_Brief_
Print all the entries verbatim.
--- Material for this exercise Enclosed Below ---
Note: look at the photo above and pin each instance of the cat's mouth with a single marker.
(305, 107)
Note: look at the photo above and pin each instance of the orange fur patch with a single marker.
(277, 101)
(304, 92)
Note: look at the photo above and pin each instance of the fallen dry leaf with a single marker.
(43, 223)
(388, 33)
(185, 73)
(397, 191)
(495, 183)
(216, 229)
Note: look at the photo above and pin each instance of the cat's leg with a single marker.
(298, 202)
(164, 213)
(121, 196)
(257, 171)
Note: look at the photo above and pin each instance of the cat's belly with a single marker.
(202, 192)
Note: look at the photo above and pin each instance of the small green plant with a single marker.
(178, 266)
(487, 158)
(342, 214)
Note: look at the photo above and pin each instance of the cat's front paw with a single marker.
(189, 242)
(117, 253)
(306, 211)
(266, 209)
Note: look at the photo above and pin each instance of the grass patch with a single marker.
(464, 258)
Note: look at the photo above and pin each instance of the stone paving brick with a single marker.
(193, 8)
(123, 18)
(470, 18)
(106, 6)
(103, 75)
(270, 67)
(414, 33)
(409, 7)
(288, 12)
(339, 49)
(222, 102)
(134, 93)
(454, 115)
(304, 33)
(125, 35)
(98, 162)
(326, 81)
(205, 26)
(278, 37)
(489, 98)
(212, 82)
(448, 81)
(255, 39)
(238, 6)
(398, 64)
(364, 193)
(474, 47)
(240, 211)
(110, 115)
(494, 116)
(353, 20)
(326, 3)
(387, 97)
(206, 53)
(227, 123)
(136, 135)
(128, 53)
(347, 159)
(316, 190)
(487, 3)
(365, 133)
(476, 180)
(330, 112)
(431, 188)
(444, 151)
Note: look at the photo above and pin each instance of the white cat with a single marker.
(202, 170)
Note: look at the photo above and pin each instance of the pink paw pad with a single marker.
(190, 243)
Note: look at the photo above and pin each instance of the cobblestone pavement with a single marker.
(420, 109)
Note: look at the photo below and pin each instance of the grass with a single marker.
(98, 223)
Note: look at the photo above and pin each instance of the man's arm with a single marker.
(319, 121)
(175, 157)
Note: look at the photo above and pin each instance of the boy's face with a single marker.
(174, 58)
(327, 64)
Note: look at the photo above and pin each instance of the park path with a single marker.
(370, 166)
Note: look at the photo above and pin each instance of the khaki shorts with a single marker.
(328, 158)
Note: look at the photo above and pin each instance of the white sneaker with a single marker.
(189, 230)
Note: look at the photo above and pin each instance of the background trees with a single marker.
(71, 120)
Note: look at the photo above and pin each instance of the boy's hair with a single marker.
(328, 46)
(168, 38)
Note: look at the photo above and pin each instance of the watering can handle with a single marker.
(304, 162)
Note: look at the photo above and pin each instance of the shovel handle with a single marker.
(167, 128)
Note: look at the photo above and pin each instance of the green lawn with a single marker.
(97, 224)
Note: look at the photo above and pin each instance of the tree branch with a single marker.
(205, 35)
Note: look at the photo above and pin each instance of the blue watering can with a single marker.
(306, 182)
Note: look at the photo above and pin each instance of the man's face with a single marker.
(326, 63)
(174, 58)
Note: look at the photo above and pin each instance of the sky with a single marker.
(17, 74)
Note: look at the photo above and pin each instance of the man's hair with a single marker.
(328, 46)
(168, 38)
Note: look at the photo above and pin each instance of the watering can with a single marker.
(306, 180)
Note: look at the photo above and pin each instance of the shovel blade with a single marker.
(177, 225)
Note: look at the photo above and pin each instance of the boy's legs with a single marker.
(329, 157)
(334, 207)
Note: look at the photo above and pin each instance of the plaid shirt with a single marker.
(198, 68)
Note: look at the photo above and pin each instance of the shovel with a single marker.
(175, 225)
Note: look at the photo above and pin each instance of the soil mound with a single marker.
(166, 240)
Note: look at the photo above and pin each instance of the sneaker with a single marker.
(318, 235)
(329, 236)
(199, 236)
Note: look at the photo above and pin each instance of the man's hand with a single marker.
--- End of Enclosed Material for this exercise ---
_Solved exercise_
Note: look at the photo above and pin each instance of the cat's mouth with a single marker.
(305, 107)
Note: look at the photo above and pin each instance of the orange fur patch with a single marker.
(277, 101)
(304, 92)
Note: look at the photo above and pin each instance of the fallen dry leaf with a single marker.
(43, 223)
(388, 33)
(185, 73)
(397, 191)
(495, 183)
(216, 229)
Note: look at the photo above and pin each instance of the cat's leg with a single marker.
(298, 202)
(164, 213)
(121, 196)
(257, 171)
Note: look at the photo above and pin each instance of the cat's belly with a single marker.
(202, 192)
Note: look at the photo above and pin each instance of the small green plant with a single marker.
(178, 266)
(487, 158)
(342, 214)
Note: look at the photo above and pin each instance of the cat's front paw with a single marker.
(189, 242)
(117, 253)
(306, 211)
(266, 209)
Note: look at the photo above and pin each instance of the grass patch with a single marker.
(464, 258)
Note: look at the photo above and pin each instance of the stone paving brick with a single marker.
(193, 8)
(123, 18)
(470, 18)
(106, 6)
(103, 75)
(270, 67)
(414, 33)
(409, 7)
(288, 12)
(339, 49)
(222, 102)
(134, 93)
(454, 115)
(304, 33)
(125, 35)
(98, 162)
(326, 81)
(205, 26)
(278, 37)
(489, 98)
(212, 82)
(448, 81)
(255, 39)
(238, 6)
(398, 64)
(364, 193)
(474, 47)
(240, 211)
(110, 115)
(494, 116)
(353, 20)
(326, 3)
(387, 97)
(206, 53)
(227, 123)
(136, 135)
(128, 53)
(347, 159)
(316, 190)
(487, 3)
(365, 133)
(476, 180)
(330, 112)
(431, 188)
(444, 151)
Note: look at the photo above and pin each instance of the white cat with a single marker.
(202, 170)
Note: look at the photo above and pin each instance of the pink paw pad with a single marker.
(190, 243)
Note: look at the photo above and pin each instance of the cobblestone pavement with a single marker.
(420, 109)
Note: look at the photo below and pin each instance of the grass with a single marker.
(98, 223)
Note: look at the photo above and pin each instance of the man's arm with a single marker.
(319, 121)
(175, 157)
Note: look at the photo above and pin each instance of the boy's face with a single marker.
(174, 58)
(327, 64)
Note: look at the photo above and pin each instance of the park path with a single marker.
(370, 166)
Note: look at the photo above and pin each instance of the khaki shorts with a single marker.
(328, 158)
Note: look at the photo above and pin each instance of the white sneaker with a single marker.
(189, 230)
Note: look at the photo above and pin each instance of the background trees with a single marker.
(71, 120)
Note: look at the photo above and pin each instance of the boy's hair with a single marker.
(328, 46)
(168, 38)
Note: look at the photo above and pin each instance of the watering can handle with a single marker.
(304, 162)
Note: look at the photo above and pin each instance of the shovel handle with a single marker.
(167, 128)
Note: look at the photo above and pin each instance of the green lawn with a single marker.
(97, 224)
Note: look at the photo above and pin each instance of the tree branch with a single marker.
(205, 35)
Note: look at the photo above and pin each instance of the blue watering can with a single marker.
(306, 182)
Note: look at the photo above and pin each instance of the man's face with a single marker.
(326, 63)
(174, 58)
Note: look at the photo above and pin each instance of the sky with a single marker.
(17, 74)
Note: look at the photo above and pin each instance of the man's hair with a single marker.
(328, 46)
(168, 38)
Note: look at the photo above and pin each instance of the watering can with a single marker.
(306, 180)
Note: look at the photo above and pin each instance of the shovel blade with a single marker.
(177, 225)
Note: look at the photo above and pin each instance of the boy's legs with a single marker.
(329, 157)
(334, 207)
Note: look at the photo above and pin each instance of the plaid shirt with a single marker.
(198, 68)
Note: look at the photo above and pin each instance of the shovel with a single marker.
(175, 225)
Note: look at the photo above and pin each instance of the soil mound with a single marker.
(166, 240)
Note: look at the photo above and pin each instance of the sneaker with a single marker.
(318, 235)
(329, 236)
(199, 236)
Note: look at the photo above and pin each instance of the man's hand with a single marker.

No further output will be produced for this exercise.